— begin EXERCISE MATERIALS —

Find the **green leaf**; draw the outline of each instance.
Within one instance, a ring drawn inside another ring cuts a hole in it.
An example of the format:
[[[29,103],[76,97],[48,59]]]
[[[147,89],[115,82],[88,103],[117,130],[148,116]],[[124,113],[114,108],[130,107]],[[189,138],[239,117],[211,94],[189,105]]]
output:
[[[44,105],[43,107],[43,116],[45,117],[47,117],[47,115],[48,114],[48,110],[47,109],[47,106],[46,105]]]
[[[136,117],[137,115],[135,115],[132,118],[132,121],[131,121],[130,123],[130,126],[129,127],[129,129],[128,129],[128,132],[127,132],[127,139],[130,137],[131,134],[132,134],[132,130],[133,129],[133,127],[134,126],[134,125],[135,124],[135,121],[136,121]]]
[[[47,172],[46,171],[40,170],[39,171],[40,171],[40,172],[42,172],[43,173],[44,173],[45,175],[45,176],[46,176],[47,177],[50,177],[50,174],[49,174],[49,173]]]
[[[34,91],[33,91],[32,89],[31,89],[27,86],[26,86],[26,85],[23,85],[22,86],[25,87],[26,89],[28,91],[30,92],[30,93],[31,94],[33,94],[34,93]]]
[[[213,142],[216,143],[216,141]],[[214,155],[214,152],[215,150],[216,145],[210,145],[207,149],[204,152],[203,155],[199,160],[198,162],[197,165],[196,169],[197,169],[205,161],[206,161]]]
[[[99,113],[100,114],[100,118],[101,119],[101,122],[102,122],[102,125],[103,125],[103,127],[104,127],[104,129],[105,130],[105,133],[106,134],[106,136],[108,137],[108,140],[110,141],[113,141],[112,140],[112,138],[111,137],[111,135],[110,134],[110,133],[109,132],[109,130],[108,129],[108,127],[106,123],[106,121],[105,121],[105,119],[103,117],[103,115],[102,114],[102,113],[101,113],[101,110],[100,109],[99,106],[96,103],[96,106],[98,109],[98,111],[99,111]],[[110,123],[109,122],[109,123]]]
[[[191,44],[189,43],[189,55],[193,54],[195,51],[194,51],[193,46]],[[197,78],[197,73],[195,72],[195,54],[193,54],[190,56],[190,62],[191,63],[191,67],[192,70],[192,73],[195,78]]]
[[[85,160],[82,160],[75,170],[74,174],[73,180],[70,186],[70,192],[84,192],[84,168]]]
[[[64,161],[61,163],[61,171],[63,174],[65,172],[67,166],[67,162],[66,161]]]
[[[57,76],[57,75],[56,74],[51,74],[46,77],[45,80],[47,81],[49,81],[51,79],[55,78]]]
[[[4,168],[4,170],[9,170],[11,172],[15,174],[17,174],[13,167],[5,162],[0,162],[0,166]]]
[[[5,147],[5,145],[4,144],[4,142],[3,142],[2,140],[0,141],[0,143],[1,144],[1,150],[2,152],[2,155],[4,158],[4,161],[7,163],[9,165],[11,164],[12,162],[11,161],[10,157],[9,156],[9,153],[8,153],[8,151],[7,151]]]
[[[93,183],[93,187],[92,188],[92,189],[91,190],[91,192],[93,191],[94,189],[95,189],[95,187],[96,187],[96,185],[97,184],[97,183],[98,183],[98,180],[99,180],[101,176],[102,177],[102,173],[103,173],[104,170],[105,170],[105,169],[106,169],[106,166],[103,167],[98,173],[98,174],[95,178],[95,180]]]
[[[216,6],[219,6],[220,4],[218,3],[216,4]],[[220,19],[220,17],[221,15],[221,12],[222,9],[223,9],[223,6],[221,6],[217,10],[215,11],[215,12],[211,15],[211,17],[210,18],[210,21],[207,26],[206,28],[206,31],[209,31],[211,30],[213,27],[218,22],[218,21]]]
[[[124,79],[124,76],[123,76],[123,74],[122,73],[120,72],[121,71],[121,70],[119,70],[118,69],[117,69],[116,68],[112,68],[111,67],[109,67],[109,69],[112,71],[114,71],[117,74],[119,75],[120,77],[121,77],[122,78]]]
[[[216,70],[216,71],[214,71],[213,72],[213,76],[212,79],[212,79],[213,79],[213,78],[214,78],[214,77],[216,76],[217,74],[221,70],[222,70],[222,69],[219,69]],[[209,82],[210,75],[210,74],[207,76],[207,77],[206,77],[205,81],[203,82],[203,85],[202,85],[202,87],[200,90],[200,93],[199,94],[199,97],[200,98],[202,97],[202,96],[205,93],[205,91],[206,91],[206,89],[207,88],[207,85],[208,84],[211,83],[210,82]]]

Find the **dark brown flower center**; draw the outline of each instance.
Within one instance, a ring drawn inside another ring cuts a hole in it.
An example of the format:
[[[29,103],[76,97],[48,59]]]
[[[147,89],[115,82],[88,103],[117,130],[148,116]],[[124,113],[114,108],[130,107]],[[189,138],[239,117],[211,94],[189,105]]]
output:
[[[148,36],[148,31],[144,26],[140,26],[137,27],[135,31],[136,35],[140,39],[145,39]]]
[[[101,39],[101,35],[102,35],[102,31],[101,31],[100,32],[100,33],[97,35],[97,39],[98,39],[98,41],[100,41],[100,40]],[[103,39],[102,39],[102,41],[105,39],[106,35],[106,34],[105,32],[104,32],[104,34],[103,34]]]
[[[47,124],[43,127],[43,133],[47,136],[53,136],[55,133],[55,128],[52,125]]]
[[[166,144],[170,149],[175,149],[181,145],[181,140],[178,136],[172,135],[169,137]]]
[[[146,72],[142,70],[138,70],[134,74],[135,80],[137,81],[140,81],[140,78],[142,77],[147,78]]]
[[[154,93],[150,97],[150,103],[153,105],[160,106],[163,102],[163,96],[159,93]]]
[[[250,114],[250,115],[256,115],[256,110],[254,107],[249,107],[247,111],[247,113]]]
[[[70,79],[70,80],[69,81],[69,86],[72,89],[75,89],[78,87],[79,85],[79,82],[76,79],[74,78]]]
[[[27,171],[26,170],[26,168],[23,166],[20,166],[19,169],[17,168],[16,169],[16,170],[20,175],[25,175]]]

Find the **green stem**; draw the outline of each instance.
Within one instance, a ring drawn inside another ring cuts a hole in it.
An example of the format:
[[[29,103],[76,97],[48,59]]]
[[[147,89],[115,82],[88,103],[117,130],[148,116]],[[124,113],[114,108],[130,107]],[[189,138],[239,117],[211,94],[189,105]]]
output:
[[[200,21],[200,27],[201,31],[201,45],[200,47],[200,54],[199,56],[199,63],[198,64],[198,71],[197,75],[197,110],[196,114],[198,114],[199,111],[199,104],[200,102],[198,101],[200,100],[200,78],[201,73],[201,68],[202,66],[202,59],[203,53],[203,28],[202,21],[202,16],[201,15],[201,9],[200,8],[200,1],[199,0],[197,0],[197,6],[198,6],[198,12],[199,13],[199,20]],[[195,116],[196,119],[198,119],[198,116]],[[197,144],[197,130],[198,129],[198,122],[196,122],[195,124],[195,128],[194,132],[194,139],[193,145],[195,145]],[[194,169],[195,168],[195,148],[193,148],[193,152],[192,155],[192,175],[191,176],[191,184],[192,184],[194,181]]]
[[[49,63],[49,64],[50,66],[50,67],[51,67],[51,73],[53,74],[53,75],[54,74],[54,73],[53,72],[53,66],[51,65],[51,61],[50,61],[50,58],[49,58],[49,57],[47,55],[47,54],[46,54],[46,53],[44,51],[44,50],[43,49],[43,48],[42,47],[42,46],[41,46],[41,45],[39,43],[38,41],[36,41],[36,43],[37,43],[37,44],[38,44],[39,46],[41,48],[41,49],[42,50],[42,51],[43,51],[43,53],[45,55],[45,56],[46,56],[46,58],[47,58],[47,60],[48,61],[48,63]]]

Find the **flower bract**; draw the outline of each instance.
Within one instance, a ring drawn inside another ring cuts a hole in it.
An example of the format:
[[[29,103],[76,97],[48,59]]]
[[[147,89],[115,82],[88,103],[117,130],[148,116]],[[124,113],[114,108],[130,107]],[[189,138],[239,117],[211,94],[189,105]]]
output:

— end EXERCISE MATERIALS —

- EXERCISE GOAL: In the listing, take the part that opens with the line containing "Find the **flower" and closes at the end of the listing. Switch "instance" to "object" there, leave everything else unchanged, and give back only those lines.

- RESULT OF THE EXERCISE:
Find the **flower bract**; draw the outline of each object.
Within one object, a ring drawn inside another ring cuts a hole in it.
An example of the format:
[[[29,103],[76,97],[48,59]]]
[[[147,89],[115,82],[88,103],[117,130],[148,116]],[[124,113],[114,108],[130,107]],[[189,138],[239,117],[211,94],[189,105]]]
output:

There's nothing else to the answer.